- [BRANO SCELTO]:
......
Non vengono tuttavia posti in rilievo taluni limiti del pensatore di Martigues: il mancato aggiornarsi in rapporto all'evoluzione sociale; l'isolamento del suo gruppo nell'estrema destra; le contraddizioni dell'Action Française (la competizione elettorale nel '19 e nel '24 o Léon Daudet che sermoneggia in parlamento mentre il suo quotidiano rovescia quintali d'ingiurie sulla Repubblica). Né si mettono in discussione alcune posizioni molto deboli di Maurras come l'idea che il potere del denaro possa gravare solo su un ordinamento repubblicano non sulla monarchia; che un re sarebbe motivato a far felici i cittadini perché rischia l'onta e l'esilio (ciò ha quasi sempre spinto i monarchi a essere più autoritari); che la Repubblica si giustificherebbe solo per il suo compito storico di eleggere "i migliori" (laddove si tratta solo dei più numericamente rappresentativi).
Ma altre crepe s'incontrano fra le pieghe di un sistema dottrinale solo in apparenza granitico. Al pari di altri conservatori o reazionari Maurras domanda alla politica di riflettere la realtà non di modificarla. Ora Fisichella scandaglia i rapporti di Maurras da un lato con Barrès dall'altro con i suoi maestri (da De Maistre a Comte); e propone anche un provocatorio "slalom" fra Rousseau e Maurras alla ricerca di possibili consonanze. Mentre però il primo conscio della disuguaglianza fra gli esseri umani e di quelle che sono le difficoltà della democrazia intende trasformare la comunità tramite la politica per un'estensione dei diritti e delle possibilità Maurras individua nella stessa politica lo strumento atto a preservare l'ordine civile nella sua necessaria somiglianza con gli assetti naturali; il limite della democrazia sta per lui nell'essere un'idea e non un fatto e la politica non può configurarsi come il tendere verso un'idea: politique naturelle anzitutto. Ma per reggere un simile sistema occorrono vicino al re dei comprimari. Nel giudizio di Fisichella quella maurrasiana è una monarchia antiparlamentare ma "rappresentativa".
......
- [DATI DA ELABORARE]:
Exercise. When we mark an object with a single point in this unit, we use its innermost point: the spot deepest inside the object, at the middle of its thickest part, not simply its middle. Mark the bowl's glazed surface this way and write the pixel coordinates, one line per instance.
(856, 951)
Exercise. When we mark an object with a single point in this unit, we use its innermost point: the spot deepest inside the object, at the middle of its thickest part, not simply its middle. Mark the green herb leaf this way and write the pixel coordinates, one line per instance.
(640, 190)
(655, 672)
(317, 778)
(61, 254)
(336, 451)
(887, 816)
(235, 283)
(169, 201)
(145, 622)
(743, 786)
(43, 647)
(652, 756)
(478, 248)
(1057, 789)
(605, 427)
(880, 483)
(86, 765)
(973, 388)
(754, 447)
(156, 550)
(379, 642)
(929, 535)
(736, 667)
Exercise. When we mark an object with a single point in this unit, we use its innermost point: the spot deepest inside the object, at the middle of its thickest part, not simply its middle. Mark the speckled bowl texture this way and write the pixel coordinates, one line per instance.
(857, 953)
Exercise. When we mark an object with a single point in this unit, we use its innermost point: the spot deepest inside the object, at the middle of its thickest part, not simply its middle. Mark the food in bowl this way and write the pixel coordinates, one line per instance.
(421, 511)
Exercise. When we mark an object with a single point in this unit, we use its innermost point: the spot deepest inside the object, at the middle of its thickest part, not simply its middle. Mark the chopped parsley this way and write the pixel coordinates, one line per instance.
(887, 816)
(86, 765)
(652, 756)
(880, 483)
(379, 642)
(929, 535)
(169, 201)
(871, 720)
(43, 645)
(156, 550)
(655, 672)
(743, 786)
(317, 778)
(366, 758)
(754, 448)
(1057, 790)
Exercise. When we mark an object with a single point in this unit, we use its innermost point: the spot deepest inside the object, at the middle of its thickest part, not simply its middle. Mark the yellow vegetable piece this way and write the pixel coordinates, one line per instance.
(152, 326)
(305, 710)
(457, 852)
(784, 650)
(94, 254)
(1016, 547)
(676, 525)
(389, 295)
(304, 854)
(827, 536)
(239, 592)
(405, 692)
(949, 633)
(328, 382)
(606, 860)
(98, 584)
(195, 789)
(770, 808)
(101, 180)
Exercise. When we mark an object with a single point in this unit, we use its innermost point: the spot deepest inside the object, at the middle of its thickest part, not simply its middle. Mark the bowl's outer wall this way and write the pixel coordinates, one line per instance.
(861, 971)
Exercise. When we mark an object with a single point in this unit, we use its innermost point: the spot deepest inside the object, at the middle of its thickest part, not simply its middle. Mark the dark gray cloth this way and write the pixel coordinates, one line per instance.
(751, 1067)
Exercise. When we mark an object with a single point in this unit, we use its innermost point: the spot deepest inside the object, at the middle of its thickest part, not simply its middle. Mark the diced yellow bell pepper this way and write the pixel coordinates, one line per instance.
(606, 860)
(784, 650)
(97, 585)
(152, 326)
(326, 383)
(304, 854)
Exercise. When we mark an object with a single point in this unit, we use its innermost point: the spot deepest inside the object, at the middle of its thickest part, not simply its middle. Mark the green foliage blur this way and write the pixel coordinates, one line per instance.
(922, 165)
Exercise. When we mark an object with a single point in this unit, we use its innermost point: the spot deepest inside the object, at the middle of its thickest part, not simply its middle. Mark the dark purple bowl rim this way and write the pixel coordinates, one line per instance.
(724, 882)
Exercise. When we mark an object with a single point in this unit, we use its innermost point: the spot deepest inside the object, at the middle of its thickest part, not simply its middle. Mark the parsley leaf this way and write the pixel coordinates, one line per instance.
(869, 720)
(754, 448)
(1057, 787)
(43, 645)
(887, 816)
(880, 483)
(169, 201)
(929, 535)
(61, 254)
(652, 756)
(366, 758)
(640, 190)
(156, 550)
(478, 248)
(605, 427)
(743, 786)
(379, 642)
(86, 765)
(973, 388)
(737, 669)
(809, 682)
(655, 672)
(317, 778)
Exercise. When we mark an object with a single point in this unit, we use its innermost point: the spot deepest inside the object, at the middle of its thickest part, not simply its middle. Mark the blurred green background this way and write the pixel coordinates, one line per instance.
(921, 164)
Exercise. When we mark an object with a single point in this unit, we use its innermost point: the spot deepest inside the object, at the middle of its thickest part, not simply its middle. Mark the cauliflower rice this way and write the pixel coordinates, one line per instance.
......
- [LAVORO DA SVOLGERE]:
**a)** Puoi ricopiare parola per parola l'elenco dalla riga che contiene "Mark the parsley" giù fino alla fine dell'elenco, includendo entrambe le estremità?
**b)** Puoi riprendere il brano su Maurras e Fisichella, proseguendolo dopo la sua ultima frase?

- [RISPOSTE PER COMPITO]:
**a)**
Exercise. When we mark an object with a single point in this unit, we use its innermost point: the spot deepest inside the object, at the middle of its thickest part, not simply its middle. Mark the parsley leaf this way and write the pixel coordinates, one line per instance.
(869, 720)
(754, 448)
(1057, 787)
(43, 645)
(887, 816)
(880, 483)
(169, 201)
(929, 535)
(61, 254)
(652, 756)
(366, 758)
(640, 190)
(156, 550)
(478, 248)
(605, 427)
(743, 786)
(379, 642)
(86, 765)
(973, 388)
(737, 669)
(809, 682)
(655, 672)
(317, 778)
Exercise. When we mark an object with a single point in this unit, we use its innermost point: the spot deepest inside the object, at the middle of its thickest part, not simply its middle. Mark the blurred green background this way and write the pixel coordinates, one line per instance.
(921, 164)
Exercise. When we mark an object with a single point in this unit, we use its innermost point: the spot deepest inside the object, at the middle of its thickest part, not simply its middle. Mark the cauliflower rice this way and write the pixel coordinates, one line per instance.

**b)**
Sennonché Maurras – il cui imbarazzo di antidemocratico verso l'ormai affermato diritto di voto è finemente colto dallo studioso – discorre di un "suffrage consultatif". In base a esso agli eletti spetterà sì la rappresentanza dei cittadini agendo peraltro come semplici consiglieri del re. Ma le associazioni sorte dal basso non si troveranno forse sotto la costante minaccia di sanzioni decise dall'alto? Da qui nasce anche quella che Fisichella elogia come la "preoccupazione sociale" del legittimismo inevitabile e perfino strategica nel momento in cui il monarca impedisce il costituirsi di liberi partiti o sindacati. Si può senz'altro dire che nonostante la marcata empatia di fondo e la vaghezza dei richiami al virulento antisemitismo di Maurras (che vedeva negli ebrei gli "ennemis du genre humain") questo saggio colmi una lacuna degli studi politici italiani.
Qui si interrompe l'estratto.